_LISTED RECORDS_:
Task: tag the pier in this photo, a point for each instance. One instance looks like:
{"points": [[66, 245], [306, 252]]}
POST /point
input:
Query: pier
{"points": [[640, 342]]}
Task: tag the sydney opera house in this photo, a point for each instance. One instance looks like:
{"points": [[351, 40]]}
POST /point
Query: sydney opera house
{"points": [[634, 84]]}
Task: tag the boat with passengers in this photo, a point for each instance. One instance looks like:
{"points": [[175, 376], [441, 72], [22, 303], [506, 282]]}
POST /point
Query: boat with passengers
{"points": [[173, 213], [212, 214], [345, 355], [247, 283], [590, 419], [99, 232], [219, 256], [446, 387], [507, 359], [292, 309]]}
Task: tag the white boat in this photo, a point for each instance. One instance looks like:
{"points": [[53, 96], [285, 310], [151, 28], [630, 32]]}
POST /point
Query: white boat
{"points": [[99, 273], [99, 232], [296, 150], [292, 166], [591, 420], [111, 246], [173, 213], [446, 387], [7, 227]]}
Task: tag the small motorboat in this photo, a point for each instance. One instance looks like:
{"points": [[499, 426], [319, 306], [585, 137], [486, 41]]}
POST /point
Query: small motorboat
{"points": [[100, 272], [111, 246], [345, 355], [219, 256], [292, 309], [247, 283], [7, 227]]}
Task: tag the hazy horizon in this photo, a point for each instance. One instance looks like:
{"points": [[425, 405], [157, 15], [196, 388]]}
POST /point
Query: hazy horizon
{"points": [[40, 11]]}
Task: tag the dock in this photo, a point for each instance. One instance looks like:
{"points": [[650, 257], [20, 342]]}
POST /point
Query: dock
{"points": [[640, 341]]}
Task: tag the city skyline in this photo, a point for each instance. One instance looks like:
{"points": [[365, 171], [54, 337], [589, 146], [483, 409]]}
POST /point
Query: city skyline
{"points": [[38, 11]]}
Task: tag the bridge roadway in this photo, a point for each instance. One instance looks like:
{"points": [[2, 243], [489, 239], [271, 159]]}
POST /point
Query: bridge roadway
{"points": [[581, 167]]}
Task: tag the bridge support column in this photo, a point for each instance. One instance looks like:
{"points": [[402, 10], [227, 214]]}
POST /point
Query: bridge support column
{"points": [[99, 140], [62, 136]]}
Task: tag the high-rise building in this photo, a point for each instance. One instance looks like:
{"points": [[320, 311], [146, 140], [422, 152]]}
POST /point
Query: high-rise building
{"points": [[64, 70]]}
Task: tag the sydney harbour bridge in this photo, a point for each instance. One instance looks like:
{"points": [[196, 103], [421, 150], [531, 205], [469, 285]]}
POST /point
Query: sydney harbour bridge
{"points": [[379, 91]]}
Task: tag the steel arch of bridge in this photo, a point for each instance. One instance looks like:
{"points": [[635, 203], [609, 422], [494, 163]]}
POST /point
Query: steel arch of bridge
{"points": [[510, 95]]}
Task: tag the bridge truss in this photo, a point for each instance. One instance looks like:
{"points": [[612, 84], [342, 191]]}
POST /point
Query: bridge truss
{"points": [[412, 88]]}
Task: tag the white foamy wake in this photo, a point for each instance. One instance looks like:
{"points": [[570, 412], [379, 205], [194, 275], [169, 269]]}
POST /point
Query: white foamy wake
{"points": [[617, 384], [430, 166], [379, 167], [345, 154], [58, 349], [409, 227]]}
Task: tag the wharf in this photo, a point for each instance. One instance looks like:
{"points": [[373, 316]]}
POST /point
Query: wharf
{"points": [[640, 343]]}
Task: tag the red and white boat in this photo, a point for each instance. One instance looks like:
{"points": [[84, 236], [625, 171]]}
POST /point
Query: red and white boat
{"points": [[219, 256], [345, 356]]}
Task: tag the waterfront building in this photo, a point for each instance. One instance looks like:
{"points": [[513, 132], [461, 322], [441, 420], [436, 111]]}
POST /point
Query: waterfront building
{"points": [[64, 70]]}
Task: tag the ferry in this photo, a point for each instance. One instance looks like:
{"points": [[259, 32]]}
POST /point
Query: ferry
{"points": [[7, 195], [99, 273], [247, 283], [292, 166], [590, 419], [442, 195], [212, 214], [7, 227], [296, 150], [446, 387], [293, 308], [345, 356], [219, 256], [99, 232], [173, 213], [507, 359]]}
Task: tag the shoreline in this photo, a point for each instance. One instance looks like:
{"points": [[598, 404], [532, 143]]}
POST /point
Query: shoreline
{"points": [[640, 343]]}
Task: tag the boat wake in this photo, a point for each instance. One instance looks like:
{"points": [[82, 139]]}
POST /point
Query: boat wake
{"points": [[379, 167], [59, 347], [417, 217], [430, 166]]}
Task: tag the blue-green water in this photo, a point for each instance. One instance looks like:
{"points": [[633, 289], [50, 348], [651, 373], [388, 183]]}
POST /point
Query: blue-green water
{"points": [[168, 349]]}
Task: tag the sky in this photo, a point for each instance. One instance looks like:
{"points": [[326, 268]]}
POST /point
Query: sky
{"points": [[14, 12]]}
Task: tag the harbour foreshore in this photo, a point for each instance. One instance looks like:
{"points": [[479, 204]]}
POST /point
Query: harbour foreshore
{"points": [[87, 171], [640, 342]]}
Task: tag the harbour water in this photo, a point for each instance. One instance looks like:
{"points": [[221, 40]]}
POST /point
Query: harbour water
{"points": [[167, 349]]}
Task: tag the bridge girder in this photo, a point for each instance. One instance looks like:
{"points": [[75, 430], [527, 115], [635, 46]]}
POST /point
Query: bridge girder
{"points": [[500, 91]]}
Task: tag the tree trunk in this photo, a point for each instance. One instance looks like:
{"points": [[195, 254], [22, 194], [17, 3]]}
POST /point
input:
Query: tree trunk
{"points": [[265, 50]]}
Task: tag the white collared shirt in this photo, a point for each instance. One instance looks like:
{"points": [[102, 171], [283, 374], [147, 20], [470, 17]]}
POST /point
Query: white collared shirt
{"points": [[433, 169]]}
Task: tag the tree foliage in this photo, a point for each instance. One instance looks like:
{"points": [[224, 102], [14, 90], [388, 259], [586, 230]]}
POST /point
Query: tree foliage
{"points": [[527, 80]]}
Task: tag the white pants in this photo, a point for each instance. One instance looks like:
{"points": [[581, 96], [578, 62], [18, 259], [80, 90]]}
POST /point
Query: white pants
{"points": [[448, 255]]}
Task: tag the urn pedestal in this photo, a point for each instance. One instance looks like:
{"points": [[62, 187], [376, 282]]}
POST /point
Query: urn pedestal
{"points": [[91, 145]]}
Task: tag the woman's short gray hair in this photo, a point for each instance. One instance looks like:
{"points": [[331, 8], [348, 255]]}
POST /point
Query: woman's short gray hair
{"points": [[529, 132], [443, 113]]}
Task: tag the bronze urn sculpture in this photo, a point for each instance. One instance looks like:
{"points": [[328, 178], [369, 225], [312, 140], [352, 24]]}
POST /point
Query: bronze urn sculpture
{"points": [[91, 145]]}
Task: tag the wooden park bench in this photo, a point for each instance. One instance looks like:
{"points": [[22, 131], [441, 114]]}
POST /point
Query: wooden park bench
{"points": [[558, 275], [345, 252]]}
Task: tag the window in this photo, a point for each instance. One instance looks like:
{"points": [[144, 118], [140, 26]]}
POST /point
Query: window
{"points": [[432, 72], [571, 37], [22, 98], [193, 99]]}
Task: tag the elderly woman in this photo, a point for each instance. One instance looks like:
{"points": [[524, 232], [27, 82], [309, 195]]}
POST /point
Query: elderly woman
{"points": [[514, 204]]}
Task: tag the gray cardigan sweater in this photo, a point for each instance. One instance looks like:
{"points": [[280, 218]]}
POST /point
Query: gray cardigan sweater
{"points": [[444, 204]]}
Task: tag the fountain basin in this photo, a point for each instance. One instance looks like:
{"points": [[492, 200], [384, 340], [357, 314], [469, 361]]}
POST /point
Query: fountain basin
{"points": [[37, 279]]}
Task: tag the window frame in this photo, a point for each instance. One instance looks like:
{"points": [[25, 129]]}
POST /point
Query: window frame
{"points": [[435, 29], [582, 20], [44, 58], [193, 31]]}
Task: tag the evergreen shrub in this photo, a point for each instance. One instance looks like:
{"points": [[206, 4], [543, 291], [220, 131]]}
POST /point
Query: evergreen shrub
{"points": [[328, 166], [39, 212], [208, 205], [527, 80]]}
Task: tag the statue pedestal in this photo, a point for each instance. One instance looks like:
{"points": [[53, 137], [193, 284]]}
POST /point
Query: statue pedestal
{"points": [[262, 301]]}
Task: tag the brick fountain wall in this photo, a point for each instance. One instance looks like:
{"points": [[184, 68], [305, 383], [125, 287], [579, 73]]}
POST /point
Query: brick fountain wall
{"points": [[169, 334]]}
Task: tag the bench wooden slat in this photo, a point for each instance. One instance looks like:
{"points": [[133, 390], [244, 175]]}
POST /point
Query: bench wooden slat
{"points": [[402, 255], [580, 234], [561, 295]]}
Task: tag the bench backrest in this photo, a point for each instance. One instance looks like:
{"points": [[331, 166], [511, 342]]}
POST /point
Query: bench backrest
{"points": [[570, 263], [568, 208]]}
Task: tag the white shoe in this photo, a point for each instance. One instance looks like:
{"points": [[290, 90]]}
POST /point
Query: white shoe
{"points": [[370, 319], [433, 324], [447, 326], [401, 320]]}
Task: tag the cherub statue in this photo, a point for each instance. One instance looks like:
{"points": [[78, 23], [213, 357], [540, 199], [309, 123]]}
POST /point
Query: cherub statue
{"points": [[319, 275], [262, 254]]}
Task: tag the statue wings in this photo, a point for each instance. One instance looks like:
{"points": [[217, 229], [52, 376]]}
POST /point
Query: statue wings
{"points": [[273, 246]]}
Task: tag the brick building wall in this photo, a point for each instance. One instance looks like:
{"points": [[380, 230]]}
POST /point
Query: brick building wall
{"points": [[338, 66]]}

_SET TASK_:
Return the line that contains "Task: tag the cherub" and all lines after it, verbatim, and nothing else.

_TASK ANSWER_:
Task: tag the cherub statue in this photo, a point for each instance. One instance looks like:
{"points": [[78, 23], [213, 357], [540, 199], [309, 123]]}
POST /point
Query: cherub statue
{"points": [[319, 275], [262, 254]]}
Task: tag the statue wings in this photo, a point for each instance. One instance looks like:
{"points": [[217, 229], [52, 376]]}
POST /point
Query: statue wings
{"points": [[273, 246]]}
Task: tag the brick building wall in this photo, a point for each instance. One instance looks like:
{"points": [[380, 230]]}
POST /point
Query: brick building wall
{"points": [[338, 66]]}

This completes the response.